Copy every line of the records below, requests included, and shift each coordinate value in the answers by adding 47 to it.

Rows of an object pointing dataset:
┄┄┄┄┄┄┄┄┄┄

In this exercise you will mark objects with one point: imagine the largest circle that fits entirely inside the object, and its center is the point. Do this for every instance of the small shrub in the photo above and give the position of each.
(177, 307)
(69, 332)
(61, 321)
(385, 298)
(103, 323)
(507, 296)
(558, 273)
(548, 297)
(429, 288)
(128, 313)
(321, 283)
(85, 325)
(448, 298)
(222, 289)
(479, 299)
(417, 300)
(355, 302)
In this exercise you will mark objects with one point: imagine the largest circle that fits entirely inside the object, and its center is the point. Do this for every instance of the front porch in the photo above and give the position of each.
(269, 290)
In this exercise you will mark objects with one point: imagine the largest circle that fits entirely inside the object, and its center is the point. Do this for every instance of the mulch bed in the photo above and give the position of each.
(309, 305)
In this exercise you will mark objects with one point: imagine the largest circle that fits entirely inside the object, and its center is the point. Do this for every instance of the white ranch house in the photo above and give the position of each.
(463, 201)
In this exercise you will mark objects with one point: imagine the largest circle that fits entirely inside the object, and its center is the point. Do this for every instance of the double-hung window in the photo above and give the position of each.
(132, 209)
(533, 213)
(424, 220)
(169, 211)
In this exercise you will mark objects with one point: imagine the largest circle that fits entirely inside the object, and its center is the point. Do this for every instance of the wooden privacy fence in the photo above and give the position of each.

┄┄┄┄┄┄┄┄┄┄

→ Answer to the task:
In this exercise you will mark objects with one point: imagine the largest circle that fits entirely inside the object, and its center is the point. Do this for every instance of the small shrub in the photo above and give the position of each.
(224, 354)
(116, 379)
(108, 368)
(432, 345)
(150, 370)
(554, 343)
(605, 320)
(595, 344)
(476, 335)
(175, 360)
(368, 330)
(132, 372)
(495, 345)
(269, 336)
(526, 346)
(464, 347)
(402, 349)
In this exercise you will mark objects with one point: imagine the largest circle that fits entirely inside the object, and its center is the point. Do this for every instance of the front porch in the photo above and give the position of each.
(316, 337)
In this exercise you will mark objects with one point: imagine the largest circle that fits entirely inside the object, and its center is the point. Do this for every instance of the mulch bed in the photo above and give the position of each.
(356, 352)
In this exercise you will mark objects with one point: imagine the largest circle that fits entirely inside the object, and its center is the point. Do this for every instance of the white ranch house in the photo above and give the position of each.
(510, 248)
In this exercise you will mark objects with one point: imagine the largest circle that fits entirely inside the object, and its center is the point. Do this for every instance of the double-hung window in the photo above and give the position of each.
(179, 256)
(580, 260)
(471, 267)
(216, 258)
In this exercise you will mark objects with one point: imagine the largest circle that fits entirely inside the object, and its center is the point. Do this for every instance of the wooden privacy fence in the photo above and give the position of each.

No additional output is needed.